[Point localization data]
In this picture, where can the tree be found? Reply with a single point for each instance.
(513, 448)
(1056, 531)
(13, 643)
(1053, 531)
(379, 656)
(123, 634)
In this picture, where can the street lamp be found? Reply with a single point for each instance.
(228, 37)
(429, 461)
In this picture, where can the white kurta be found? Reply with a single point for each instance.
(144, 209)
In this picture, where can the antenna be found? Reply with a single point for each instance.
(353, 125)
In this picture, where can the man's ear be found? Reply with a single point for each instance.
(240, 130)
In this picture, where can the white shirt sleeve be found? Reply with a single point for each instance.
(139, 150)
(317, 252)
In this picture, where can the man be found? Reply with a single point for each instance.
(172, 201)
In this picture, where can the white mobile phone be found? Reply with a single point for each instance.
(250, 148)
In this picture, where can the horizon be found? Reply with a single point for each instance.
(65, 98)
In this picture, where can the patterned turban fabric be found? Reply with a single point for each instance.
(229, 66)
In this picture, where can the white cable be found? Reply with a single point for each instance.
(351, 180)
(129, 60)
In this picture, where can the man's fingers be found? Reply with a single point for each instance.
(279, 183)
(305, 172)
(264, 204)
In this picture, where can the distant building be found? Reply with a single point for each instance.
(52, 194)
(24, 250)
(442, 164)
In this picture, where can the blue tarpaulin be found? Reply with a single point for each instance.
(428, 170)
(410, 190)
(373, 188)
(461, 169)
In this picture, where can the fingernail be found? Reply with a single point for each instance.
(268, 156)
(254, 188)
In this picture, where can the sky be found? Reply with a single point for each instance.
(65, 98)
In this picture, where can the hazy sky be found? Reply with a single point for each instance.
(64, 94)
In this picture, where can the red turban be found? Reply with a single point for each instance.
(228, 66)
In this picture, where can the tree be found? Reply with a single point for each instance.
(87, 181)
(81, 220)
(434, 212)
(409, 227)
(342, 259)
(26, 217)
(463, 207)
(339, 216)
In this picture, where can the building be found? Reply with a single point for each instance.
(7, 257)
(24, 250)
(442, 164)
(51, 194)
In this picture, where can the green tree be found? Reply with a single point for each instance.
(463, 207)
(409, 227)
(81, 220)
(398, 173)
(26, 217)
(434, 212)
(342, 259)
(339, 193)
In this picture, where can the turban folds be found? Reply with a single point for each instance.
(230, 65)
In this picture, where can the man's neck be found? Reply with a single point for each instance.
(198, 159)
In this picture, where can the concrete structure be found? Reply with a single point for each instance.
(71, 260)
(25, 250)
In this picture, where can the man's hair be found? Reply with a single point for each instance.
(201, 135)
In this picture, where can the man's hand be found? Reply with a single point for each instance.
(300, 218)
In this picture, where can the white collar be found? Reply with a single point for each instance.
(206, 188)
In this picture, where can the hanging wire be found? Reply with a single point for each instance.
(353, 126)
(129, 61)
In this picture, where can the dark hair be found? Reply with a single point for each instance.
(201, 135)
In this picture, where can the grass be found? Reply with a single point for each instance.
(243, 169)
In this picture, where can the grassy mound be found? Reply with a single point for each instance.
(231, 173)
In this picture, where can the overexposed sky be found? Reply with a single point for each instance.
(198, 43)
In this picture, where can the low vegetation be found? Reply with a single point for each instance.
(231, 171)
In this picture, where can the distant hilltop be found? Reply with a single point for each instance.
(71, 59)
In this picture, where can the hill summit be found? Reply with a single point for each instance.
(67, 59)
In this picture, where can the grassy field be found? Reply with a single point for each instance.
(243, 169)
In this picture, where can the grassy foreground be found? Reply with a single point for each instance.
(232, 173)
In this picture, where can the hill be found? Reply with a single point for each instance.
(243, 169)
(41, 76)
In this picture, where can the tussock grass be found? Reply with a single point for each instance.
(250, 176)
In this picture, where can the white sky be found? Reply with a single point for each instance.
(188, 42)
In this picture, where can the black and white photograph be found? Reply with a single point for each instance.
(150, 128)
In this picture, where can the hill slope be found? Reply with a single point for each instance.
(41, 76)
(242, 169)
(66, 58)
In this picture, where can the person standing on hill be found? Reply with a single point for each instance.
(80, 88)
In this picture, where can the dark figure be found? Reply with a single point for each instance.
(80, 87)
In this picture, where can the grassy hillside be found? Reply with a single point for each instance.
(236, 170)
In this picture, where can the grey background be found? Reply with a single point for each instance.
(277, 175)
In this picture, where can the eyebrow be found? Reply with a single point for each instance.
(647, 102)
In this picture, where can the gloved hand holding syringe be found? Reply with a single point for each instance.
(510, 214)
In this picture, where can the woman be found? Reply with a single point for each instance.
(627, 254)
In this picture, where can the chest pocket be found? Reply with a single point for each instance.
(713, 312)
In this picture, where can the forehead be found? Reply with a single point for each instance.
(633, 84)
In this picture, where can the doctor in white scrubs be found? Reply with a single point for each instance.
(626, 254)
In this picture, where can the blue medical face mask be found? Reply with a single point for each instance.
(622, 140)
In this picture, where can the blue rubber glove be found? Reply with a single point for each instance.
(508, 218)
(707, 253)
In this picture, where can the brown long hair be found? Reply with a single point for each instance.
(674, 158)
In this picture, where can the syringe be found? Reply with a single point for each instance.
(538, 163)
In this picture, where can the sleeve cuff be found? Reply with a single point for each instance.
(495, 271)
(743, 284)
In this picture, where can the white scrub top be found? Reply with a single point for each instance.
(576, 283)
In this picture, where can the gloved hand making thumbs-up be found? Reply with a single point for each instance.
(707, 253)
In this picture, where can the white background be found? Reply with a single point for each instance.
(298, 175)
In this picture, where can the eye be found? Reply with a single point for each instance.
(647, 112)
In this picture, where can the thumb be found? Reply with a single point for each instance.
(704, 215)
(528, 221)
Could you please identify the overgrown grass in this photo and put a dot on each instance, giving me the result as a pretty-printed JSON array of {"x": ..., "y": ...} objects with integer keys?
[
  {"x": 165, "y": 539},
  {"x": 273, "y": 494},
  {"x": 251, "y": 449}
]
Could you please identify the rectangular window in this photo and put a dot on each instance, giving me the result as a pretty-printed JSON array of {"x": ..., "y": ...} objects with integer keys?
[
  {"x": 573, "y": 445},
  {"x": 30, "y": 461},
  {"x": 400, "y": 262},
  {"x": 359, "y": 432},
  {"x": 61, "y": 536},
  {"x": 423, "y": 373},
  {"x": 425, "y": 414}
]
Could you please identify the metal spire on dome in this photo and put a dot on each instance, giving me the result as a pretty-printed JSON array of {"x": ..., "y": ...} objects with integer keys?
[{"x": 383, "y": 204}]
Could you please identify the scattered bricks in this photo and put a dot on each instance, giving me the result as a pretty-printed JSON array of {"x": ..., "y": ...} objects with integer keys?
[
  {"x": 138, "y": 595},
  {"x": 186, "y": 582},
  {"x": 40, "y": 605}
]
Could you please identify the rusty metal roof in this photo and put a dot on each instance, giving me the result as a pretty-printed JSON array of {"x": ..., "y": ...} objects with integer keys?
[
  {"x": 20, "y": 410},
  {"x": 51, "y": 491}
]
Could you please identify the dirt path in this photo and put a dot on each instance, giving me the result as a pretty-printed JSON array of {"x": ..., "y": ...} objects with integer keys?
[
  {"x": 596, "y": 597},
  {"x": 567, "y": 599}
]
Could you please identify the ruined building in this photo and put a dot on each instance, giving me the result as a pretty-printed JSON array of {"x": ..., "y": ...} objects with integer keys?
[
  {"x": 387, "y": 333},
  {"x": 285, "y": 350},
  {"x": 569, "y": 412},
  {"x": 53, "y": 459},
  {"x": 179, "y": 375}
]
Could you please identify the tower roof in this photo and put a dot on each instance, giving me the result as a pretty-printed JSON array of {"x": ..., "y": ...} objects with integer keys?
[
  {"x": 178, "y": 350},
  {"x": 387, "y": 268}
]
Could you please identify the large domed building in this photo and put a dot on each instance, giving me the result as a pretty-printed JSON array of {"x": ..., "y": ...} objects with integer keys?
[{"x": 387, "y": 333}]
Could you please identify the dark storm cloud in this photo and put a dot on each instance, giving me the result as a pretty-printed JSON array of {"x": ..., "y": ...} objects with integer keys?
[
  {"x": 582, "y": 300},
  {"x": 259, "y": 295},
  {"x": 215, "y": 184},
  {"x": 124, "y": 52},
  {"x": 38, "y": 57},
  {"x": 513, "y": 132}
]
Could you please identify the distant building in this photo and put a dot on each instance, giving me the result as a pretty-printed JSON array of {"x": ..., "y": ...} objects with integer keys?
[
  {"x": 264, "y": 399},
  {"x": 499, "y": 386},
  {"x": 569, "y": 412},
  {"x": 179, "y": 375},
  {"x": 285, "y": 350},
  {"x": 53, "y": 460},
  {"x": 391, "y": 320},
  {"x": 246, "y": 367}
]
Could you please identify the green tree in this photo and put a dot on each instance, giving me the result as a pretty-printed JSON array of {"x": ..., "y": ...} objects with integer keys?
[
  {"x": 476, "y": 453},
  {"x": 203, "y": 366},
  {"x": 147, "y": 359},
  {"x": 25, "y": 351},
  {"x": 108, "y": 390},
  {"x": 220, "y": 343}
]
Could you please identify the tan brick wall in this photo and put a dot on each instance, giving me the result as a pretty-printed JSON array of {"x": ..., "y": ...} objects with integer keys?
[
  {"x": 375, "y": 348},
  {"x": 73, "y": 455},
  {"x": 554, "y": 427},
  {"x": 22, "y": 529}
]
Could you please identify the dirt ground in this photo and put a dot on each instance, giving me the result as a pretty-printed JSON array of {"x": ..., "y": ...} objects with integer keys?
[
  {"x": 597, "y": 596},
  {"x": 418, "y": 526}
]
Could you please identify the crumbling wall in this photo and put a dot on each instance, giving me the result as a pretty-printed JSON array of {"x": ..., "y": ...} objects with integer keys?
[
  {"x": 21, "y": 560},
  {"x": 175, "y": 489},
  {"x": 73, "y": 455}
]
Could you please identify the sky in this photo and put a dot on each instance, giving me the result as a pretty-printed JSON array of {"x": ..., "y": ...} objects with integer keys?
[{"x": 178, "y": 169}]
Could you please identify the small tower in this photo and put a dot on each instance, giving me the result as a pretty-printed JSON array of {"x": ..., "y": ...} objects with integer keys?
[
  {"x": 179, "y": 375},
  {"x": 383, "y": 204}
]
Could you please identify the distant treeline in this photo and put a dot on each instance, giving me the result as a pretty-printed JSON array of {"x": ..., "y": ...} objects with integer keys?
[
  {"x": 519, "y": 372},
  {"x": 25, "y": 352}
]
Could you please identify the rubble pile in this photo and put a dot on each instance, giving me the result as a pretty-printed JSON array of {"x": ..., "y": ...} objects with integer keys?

*Aim of the task:*
Starting at the line in the records above that contains "Could you please identify the small", output every line up to and including the last one, with nothing added.

*Solution for this problem:*
Could you please identify the small tower in this photo and put a dot on each instance, giving me the result as a pretty-printed JSON array of {"x": ..., "y": ...} objects with integer keys?
[
  {"x": 179, "y": 375},
  {"x": 383, "y": 204}
]
Could you please identify the distant treeline in this photo and put a dot on each instance, giving me the result as a pretty-printed JSON array of {"x": ..., "y": ...} objects with integer keys?
[
  {"x": 519, "y": 372},
  {"x": 25, "y": 352}
]
Could you please identify the rubble pile in this photo and put a dot on each instance, giving me the result as a pretty-printed JSON array of {"x": ..., "y": ...} objects with integer keys?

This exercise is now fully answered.